■ Bagian Dokumen ■
_ _ _ _ _ _ _

Bak Telenovela, Harga Minyak Galau Seharian Akibat Venezuela
Taufan Adharsyah, CNBC Indonesia
30 January 2019 16:29

Jakarta, CNBC Indonesia - Hari ini (30/1/2019) harga minyak terpantau galau, mengingat sejak pagi tadi terus berubah merah-hijau.
Hingga pukul 16:15 WIB, harga minyak jenis Brent kontrak Maret naik terbatas sebesar 0,15% ke posisi US$ 61,41/barel, setelah menguat 2,32% pada perdagangan kemarin (29/1/2019).
Sedangkan harga minyak jenis lightsweet (WTI) kontrak Maret melemah tipis 0,15% ke level US$ 53,39/barel, setelah sebelumnya ditutup naik 2,54% kemarin.
Secara mingguan, harga minyak tercatat menguat sekitar 0,8% secara point-to-point, sedangkan sejak awal tahun 2019 harga emas hitam ini sudah naik sekitar 15%.
Sanksi Amerika Serikat atas industri minyak Venezuela diduga memberikan energi positif bagi harga minyak. Pasalnya, dengan dilarangnya Venezuela menjual minyaknya ke AS akan membuat keseimbangan pasokan minyak dunia menjadi terganggu.
Seperti yang diketahui bahwa sanksi yang diberlakukan AS terhadap perusahaan minyak nasional Venezuela, PDVSA membuat perusahaan tersebut tidak bisa mengekspor minyak ke AS, dimana pada kondisi normal berada di kisaran 500.000 barel/hari, mengutip Reuters.
Namun demikian, pengaruh sanksi ini akan lebih dirasakan oleh kilang-kilang minyak di AS karena sebagian besar tujuan ekspor minyak Venezuela adalah Negeri Paman Sam.

_ _ _ _ _ _ _

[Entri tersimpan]
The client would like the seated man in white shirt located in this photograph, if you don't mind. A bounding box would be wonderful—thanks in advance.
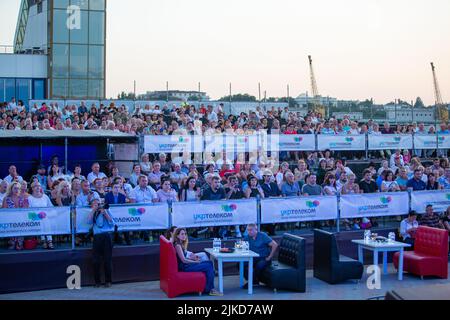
[389,150,405,168]
[87,162,107,186]
[3,165,23,184]
[0,180,8,203]
[130,175,158,203]
[400,211,419,248]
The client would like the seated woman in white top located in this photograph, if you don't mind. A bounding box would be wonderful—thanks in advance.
[400,211,419,247]
[381,170,400,192]
[323,173,337,196]
[28,182,55,250]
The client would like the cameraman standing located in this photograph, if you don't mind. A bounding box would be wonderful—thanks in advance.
[89,199,114,288]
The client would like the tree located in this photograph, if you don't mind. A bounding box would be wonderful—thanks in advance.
[414,97,425,108]
[117,91,136,100]
[219,93,257,102]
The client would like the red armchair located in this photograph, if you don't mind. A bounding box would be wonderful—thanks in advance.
[159,236,206,298]
[394,227,448,279]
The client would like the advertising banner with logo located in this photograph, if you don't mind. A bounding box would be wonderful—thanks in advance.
[340,192,409,218]
[369,134,413,150]
[202,134,227,153]
[144,135,203,153]
[172,199,258,228]
[235,134,258,152]
[76,203,169,233]
[269,134,316,152]
[261,197,338,224]
[438,134,450,149]
[411,190,450,213]
[414,134,438,150]
[317,134,366,151]
[0,207,71,238]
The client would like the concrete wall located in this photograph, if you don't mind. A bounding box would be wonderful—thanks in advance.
[0,54,47,78]
[23,0,48,49]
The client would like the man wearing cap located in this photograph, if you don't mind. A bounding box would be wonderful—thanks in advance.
[36,164,48,192]
[3,165,23,184]
[0,179,8,203]
[389,149,405,168]
[261,169,281,198]
[419,204,445,229]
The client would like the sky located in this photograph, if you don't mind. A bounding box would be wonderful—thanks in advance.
[0,0,450,104]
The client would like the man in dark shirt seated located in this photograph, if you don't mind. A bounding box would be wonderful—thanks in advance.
[359,169,379,193]
[201,176,226,200]
[406,169,427,191]
[105,181,131,246]
[261,169,281,198]
[419,204,445,229]
[243,224,278,289]
[225,175,245,200]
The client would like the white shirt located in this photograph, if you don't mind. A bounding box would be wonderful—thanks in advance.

_ _ _ _ _ _ _

■ Daftar Tugas ■
1. Tulis ulang bagian artikel tentang harga minyak yang dimulai pada "Seperti yang diketahui" dan berakhir pada "barel/hari, mengutip Reuters.".
2. Menurut artikel tentang harga minyak, berapa volume ekspor minyak Venezuela ke AS pada kondisi normal?
3. Teruskan artikel tentang harga minyak dan sanksi terhadap Venezuela, dimulai setelah kalimat terakhirnya.
Entri tersimpan tidak digunakan sama sekali di sini.

■ Keluaran yang Diharapkan ■
1.
Seperti yang diketahui bahwa sanksi yang diberlakukan AS terhadap perusahaan minyak nasional Venezuela, PDVSA membuat perusahaan tersebut tidak bisa mengekspor minyak ke AS, dimana pada kondisi normal berada di kisaran 500.000 barel/hari, mengutip Reuters.

2. Sekitar 500.000 barel per hari.

3.
"Sejauh ini sanksi tersebut [Venezuela] utamanya mengganggu pasokan untuk kilang di AS, yang harus mencari sumber alternatif minyak mentah dan meningkatkan pembelian minyak dari Kanada," kata Vandana Hari, dari konsultan energi Vanda Insights, mengutip Reuters.
Selain itu, sebenarnya sanksi tersebut tidak menghilangkan pasokan minyak Venezuela dari pasar dunia. Sebab perusahaan minyak negara tersebut masih terus berproduksi.
"Volume ekspor minyak Venezuela tidak akan hilang dari pasar, namun hanya mencari rute baru ke negara lain. China dan India bisa membeli minyak ini dengan diskon yang besar," ujar Paola Rodriguez-Masiu, analis konsultan energi Rystad Energi, seperti yang dilansir dari Reuters.
Bila benar minyak Venezuela diobral pada negara lain, maka sejatinya hal tersebut akan menambah beban pada harga minyak alih-alih menguatkan.
Meskipun memang sejak gejolak ekonomi berkecamuk di Venezuela, produksi minyak PDVSA sudah terpankas jauh. Tercatat produksi minyak Venezuela pada 2016 mencapai 2,5 juta barel/hari, sedangkan sekarang hanya sedikit di atas 1 juta barel/hari.
Di lain sisi, terus naiknya produksi minyak AS memberi tekanan hebat pada harga minyak. Teranyar, minggu lalu perusahaan energi Baker Huges mengatakan bahwa jumlah rig minyak AS bertambah 10 unit.
Hal tersebut memberi sinyal bahwa produksi minyak Negeri Paman Sam masih akan meningkat. Sebagai informasi, sejak awal tahun 2018, produksi minyak AS sudah meningkat lebih dari 2 juta barel/hari.
Perlambatan ekonomi dunia juga memberikan kekhawatiran akan berkurangnya permintaan minyak dunia. Pasalnya pertumbuhan energi akan sejalan dengan pemrintaan energi yang salah satunya berasal dari minyak.
"Meningkatnya kekhawatiran akan perlambatan perekonomian, terutama dari China menarik harga minyak jauh ke bawah," kata Ole Hansen, kepala strategi komoditas Denmark's Saxo Bank.
Sebelumnya, tekanan besar bagi perekonomian China terkonfirmasi kala pertumbuhan ekonomi tahun 2018 diumumkan di level 6,6%, laju terlemah sejak 1990.
Masih ada harapan bagi harga minyak jika perkembangan damai dagang AS-China makin positif. Pasalnya bila arus perdagangan kedua raksasa ekonomi dunia kembali lancar, maka seluruh dunia akan ikut merasakan manfaatnya.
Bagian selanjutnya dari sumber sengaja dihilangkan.